[Exercise directions]: Render the point placement listing below as a two-column CSV with the headers "request" and "answer," giving one row per request. Put each request's text and its answer in a single quoted field, replacing line breaks with spaces.

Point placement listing
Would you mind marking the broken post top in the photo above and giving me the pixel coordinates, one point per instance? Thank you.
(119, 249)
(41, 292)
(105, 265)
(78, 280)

[Exercise solution]:
request,answer
"Would you mind marking the broken post top in the photo above and giving me the pixel coordinates, one point per instance? Thank you.","(119, 249) (41, 292) (105, 265) (78, 280)"